======== Data provided ========

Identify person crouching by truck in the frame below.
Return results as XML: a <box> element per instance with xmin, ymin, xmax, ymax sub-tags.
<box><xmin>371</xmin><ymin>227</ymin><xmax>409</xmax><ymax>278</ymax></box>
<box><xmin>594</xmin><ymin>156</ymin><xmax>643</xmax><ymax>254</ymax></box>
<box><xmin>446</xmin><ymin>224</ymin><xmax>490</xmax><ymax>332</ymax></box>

========

Extract every line from the records above that contains the string "ymax". Case matters.

Response to the task:
Return results as XML: a <box> element per instance with xmin, ymin, xmax, ymax sub-tags.
<box><xmin>371</xmin><ymin>227</ymin><xmax>409</xmax><ymax>278</ymax></box>
<box><xmin>594</xmin><ymin>156</ymin><xmax>643</xmax><ymax>254</ymax></box>
<box><xmin>446</xmin><ymin>224</ymin><xmax>490</xmax><ymax>332</ymax></box>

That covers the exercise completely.